TÂCHES À RÉALISER:
- A) D'après l'article sur la prison pour femmes de Mauzac, les affirmations suivantes sont-elles exactes ? (i) Les dernières détenues de Mauzac ont été transférées à la maison centrale de Rennes. (ii) Magda Fontanges a été écrouée à Mauzac à partir de 1945. (iii) Madeleine Corabœuf était une ancienne maîtresse de Mussolini. Répondez par oui ou non et citez chaque fois les mots décisifs de l'article.
- B) Recopiez, s'il vous plaît, le passage de l'article qui va de « Pour en savoir » jusqu'à « 29 juillet 2010. ».

ARTICLE:
______________________________

La plus illustre des prisonnières de Mauzac se nomme Madeleine Corabœuf, alias Magda Fontanges, ancienne maîtresse de Mussolini.
cf Magda Fontanges, « Mata Hari de pacotille » écrouée à Mauzac de 1948 à 1951.

Le 15 février 1951, le camp Sud est entièrement vidé de sa population pénitentiaire féminine : les 334 dernières détenues présentes à Mauzac sont transférées vers la maison centrale de Rennes, entraînant ainsi la fermeture définitive de la prison pour femmes de Mauzac.

Pour en savoir plus :
Françoise LECLERC et Michèle WEINDLING, « La répression des femmes coupables d’avoir collaboré pendant l’Occupation », Clio, numéro 1-1995, Résistances et Libérations France 1940-1945, [En ligne], mis en ligne le 01 janvier 2005.
URL : http://clio.revues.org/index519.html. Consulté le 29 juillet 2010.

2 Commentaires de l'article “Mauzac, camp Sud : prison pour femmes de 1947 à 1951”

______________________________

LIGNES DE DONNÉES:
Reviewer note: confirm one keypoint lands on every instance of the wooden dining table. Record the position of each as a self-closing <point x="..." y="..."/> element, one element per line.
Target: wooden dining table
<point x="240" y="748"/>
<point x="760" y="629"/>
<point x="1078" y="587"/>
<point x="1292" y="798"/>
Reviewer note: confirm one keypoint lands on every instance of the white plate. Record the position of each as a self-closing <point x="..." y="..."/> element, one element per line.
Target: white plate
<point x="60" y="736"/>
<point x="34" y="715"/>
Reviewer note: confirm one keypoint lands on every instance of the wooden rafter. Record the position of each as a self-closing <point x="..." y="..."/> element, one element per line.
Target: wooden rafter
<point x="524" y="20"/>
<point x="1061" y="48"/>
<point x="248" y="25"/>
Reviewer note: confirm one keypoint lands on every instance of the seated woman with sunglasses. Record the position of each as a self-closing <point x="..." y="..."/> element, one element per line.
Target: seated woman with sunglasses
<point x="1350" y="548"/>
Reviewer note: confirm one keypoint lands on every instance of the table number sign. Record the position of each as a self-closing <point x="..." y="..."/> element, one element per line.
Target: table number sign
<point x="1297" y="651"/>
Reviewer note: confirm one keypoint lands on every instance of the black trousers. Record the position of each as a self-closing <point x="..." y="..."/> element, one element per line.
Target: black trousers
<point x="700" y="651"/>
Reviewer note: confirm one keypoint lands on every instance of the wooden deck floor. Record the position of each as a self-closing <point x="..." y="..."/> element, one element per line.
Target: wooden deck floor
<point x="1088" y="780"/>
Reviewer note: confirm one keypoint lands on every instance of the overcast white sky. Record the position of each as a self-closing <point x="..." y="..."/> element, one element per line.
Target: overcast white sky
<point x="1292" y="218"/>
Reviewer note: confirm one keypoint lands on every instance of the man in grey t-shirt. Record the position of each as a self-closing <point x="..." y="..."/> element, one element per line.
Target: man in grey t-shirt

______________________________

SOLUTIONS DÉTAILLÉES:
- A)
(i) Oui : « les 334 dernières détenues présentes à Mauzac sont transférées vers la maison centrale de Rennes »
(ii) Non : « écrouée à Mauzac de 1948 à 1951 »
(iii) Oui : « Madeleine Corabœuf, alias Magda Fontanges, ancienne maîtresse de Mussolini »

- B)
Pour en savoir plus :
Françoise LECLERC et Michèle WEINDLING, « La répression des femmes coupables d’avoir collaboré pendant l’Occupation », Clio, numéro 1-1995, Résistances et Libérations France 1940-1945, [En ligne], mis en ligne le 01 janvier 2005.
URL : http://clio.revues.org/index519.html. Consulté le 29 juillet 2010.